> _WHAT TO DO_
Reproduce verbatim the span of the product-scraping tutorial below, starting with "# Extract EAN/GTIN" and going on through "seller_info['ean'] = ean_value.get_text().strip()".
----- EXCERPT TO READ
The specifications extraction looks for detailed product information, while the features extraction focuses on product highlights and key selling points. This dual approach ensures we capture both the technical specifications and the marketing highlights that sellers use to attract buyers.

Why Both Matter:

  • Technical Specs: Essential for product comparison and market analysis
  • Marketing Features: Shows how sellers position their products
  • Complete Picture: Technical + marketing data gives full product understanding
  • Competitive Intelligence: See what features competitors emphasize

Extracting Seller Information

We'll also extract comprehensive seller information from the product page. This is crucial for understanding the marketplace dynamics and seller reputation.

def extract_seller_info(soup: BeautifulSoup) -> Dict:
    """
    Extract seller information from the product page
    
    Args:
        soup: BeautifulSoup object of the page
        
    Returns:
        Dictionary containing seller information
    """
    seller_info = {}
    
    # Extract purchase count information
    purchase_elem = soup.find('span', string=re.compile(r'\d+\s*people\s*have\s*recently\s*purchased'))
    seller_info['recent_purchases'] = purchase_elem.get_text().strip() if purchase_elem else "N/A"
    
    # Extract invoice information
    invoice_elem = soup.find('td', string=re.compile(r'Invoice'))
    if invoice_elem:
        invoice_value = invoice_elem.find_next_sibling('td')
        if invoice_value:
            seller_info['invoice'] = invoice_value.get_text().strip()
        else:
            seller_info['invoice'] = "N/A"
    else:
        seller_info['invoice'] = "N/A"
    
    # Extract manufacturer code
    code_elem = soup.find('td', string=re.compile(r'Manufacturer code'))
    if code_elem:
        code_value = code_elem.find_next_sibling('td')
        if code_value:
            seller_info['manufacturer_code'] = code_value.get_text().strip()
        else:
            seller_info['manufacturer_code'] = "N/A"
    else:
        seller_info['manufacturer_code'] = "N/A"
    
    # Extract EAN/GTIN
    ean_elem = soup.find('td', string=re.compile(r'EAN'))
    if ean_elem:
        ean_value = ean_elem.find_next_sibling('td')
        if ean_value:
            seller_info['ean'] = ean_value.get_text().strip()
        else:
            seller_info['ean'] = "N/A"
    else:
        seller_info['ean'] = "N/A"
----------
----- STORED ROWS
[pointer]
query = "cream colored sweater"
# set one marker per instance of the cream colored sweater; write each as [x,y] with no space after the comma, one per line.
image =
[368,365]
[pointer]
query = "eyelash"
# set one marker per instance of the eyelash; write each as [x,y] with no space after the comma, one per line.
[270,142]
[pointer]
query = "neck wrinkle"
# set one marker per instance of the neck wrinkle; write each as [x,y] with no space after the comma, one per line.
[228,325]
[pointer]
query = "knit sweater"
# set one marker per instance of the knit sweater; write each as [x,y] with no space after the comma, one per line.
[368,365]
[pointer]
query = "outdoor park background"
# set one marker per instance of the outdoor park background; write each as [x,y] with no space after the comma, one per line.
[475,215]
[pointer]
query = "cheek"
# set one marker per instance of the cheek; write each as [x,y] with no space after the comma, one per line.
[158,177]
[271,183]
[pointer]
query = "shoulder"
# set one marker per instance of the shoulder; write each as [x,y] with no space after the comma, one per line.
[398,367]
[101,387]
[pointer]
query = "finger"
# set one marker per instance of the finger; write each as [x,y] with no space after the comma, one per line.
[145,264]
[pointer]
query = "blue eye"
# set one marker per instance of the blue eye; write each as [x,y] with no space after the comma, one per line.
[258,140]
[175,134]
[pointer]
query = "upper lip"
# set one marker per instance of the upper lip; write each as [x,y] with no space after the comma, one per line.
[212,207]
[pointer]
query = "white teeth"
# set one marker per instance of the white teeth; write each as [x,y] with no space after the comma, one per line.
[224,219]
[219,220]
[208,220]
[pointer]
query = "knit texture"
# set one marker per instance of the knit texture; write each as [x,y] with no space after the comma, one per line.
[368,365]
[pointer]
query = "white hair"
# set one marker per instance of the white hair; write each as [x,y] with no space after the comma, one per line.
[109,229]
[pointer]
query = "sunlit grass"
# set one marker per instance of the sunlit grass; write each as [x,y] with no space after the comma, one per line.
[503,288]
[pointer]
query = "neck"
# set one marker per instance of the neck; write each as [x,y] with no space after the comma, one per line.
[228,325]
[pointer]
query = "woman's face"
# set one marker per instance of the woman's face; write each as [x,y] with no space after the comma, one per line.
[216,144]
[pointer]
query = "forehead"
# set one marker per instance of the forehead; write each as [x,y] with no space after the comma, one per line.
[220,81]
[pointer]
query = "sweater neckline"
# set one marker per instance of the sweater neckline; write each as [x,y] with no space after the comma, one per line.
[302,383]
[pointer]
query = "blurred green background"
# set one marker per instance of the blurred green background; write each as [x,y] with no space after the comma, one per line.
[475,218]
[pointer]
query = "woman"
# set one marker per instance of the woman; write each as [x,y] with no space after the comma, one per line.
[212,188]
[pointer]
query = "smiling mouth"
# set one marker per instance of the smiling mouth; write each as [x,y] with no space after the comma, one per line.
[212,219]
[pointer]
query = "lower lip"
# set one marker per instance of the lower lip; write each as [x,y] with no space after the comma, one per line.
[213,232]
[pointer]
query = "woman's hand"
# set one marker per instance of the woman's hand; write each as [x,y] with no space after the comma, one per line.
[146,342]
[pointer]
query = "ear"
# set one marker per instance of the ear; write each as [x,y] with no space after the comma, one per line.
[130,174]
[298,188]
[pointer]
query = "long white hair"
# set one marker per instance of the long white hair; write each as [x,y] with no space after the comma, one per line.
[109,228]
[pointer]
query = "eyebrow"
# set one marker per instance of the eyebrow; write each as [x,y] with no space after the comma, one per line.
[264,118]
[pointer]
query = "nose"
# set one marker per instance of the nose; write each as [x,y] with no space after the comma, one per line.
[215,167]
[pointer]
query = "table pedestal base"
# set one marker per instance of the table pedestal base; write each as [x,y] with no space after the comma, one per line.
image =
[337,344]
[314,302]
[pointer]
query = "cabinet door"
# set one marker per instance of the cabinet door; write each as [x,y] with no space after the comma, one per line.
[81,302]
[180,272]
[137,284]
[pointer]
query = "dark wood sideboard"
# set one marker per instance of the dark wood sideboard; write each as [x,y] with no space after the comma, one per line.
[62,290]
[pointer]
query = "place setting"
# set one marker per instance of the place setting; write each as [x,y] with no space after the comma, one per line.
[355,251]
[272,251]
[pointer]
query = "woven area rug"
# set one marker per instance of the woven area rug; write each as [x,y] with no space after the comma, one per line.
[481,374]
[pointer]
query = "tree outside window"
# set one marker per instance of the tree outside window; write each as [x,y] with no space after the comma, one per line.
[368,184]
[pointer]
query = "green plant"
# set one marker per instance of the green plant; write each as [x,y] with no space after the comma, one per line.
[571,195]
----------
> _WRITTEN RESPONSE_
# Extract EAN/GTIN
    ean_elem = soup.find('td', string=re.compile(r'EAN'))
    if ean_elem:
        ean_value = ean_elem.find_next_sibling('td')
        if ean_value:
            seller_info['ean'] = ean_value.get_text().strip()